## Information provided

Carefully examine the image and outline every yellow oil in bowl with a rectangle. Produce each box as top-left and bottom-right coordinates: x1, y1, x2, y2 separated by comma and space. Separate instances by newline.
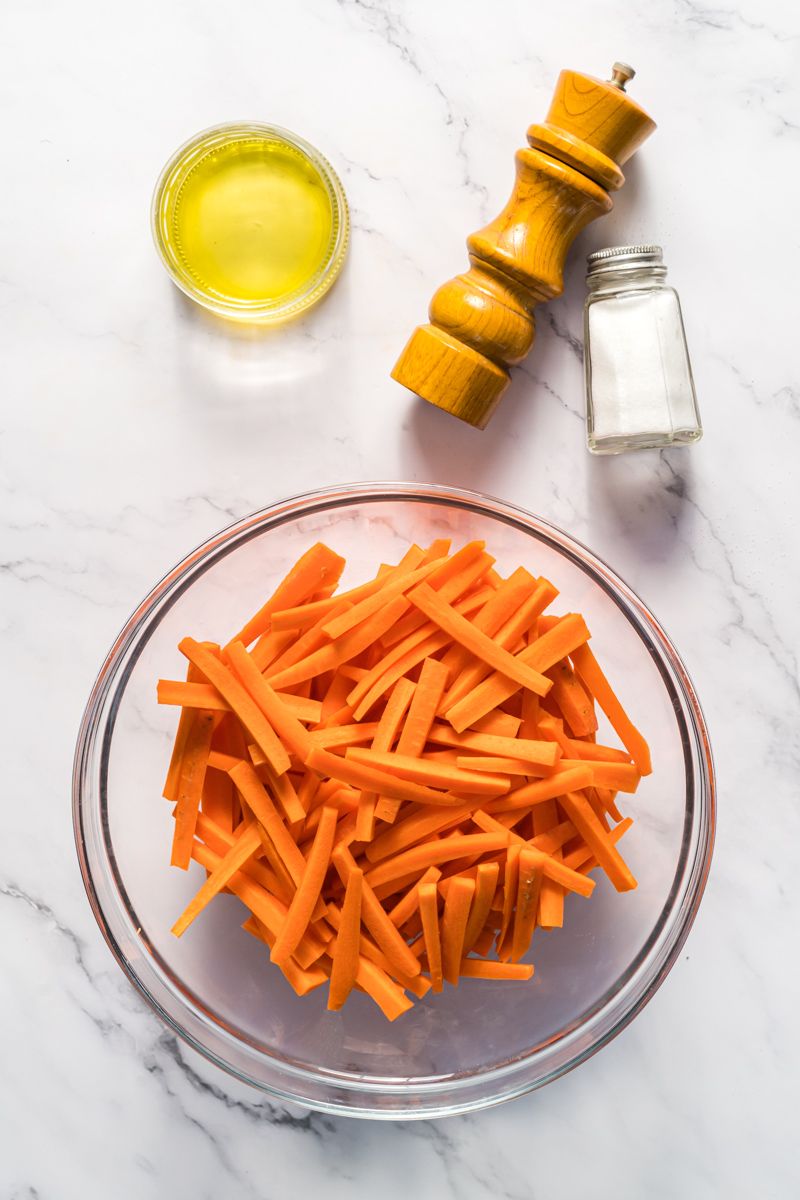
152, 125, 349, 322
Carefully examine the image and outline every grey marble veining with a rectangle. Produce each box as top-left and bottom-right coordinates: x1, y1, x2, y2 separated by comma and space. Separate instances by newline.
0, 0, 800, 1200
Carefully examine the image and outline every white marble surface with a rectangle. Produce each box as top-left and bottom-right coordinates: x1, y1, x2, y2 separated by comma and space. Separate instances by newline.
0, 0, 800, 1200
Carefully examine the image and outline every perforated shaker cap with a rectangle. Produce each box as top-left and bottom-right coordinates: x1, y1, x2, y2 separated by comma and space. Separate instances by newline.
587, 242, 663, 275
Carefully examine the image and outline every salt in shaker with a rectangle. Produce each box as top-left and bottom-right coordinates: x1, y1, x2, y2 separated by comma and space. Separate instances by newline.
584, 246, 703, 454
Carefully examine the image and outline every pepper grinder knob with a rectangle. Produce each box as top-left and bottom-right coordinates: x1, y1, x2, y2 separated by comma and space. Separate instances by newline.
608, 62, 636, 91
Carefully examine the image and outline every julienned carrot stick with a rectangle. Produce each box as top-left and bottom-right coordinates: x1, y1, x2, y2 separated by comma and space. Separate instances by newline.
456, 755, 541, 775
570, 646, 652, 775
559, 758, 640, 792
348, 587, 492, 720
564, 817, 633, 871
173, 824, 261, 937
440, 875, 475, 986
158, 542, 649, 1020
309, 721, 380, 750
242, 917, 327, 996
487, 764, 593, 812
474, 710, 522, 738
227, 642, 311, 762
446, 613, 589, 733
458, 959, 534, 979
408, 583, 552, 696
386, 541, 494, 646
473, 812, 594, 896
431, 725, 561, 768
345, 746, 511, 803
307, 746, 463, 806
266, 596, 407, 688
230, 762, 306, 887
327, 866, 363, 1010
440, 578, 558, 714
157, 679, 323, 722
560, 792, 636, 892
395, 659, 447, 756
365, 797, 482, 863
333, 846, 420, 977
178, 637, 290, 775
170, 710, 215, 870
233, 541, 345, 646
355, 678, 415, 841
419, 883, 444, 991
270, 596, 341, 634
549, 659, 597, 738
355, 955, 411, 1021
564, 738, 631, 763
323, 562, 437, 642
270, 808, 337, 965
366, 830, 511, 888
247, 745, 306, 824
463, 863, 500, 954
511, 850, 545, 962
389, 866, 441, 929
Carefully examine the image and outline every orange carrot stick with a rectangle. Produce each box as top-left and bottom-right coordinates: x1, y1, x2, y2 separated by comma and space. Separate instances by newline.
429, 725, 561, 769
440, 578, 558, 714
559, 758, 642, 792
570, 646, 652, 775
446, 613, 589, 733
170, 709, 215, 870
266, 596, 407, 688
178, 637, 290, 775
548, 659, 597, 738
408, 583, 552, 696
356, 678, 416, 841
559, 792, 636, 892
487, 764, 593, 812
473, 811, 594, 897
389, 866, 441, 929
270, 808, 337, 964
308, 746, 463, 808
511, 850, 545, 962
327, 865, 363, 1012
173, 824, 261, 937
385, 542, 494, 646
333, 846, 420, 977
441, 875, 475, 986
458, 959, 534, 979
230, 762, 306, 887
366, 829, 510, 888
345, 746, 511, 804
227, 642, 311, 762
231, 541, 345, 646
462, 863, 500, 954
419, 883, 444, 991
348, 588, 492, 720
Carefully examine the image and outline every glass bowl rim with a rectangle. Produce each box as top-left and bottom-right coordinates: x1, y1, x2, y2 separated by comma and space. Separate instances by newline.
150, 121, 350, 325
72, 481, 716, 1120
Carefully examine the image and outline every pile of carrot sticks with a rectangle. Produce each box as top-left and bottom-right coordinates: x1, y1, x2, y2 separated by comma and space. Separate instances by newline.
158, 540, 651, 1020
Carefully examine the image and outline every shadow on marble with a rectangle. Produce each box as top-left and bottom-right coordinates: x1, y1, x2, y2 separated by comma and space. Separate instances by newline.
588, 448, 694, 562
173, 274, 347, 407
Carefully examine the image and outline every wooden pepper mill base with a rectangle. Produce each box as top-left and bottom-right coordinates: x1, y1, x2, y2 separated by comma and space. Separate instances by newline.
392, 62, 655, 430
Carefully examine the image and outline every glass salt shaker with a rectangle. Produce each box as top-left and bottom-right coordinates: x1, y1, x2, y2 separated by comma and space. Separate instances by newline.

## Goal
Scale the listing from its first line through the line that contains "587, 242, 663, 275", both included: write out only those lines again, requests unchanged, with every bounding-box coordinate in the answers multiplied by 2.15 and rounded to the nearest whole number, halves rounded up. Leave the pictures out.

## Completed task
Carefully examine the image and outline every yellow oil in bowl with a rectangle. Produce each box as top-left and bottom-right coordinates: x1, y1, x2, y2 separated by comma and space. Separate instances by newline.
327, 269, 750, 692
Carefully examine the image and outline every grey marble veining with a rectangle. Produce each box as top-left and bottom-right coordinates: x1, y1, x2, y2 separated by comma and space. Separate instances by newline.
0, 0, 1720, 2580
Carefully examine the image and outline every white marble surface with a rectangle. Produce each box as top-left and bottom-right coordinates: x1, y1, x2, y2 separated by comma and space. Separate instances by newline.
0, 0, 1720, 2580
Carefully examine the image and outline every perforated shaker cap with a rectangle. Produce each box as top-left and bottom-right coordinates: x1, y1, x2, y2 separated by comma and space. Separate instances by newline.
1262, 520, 1425, 591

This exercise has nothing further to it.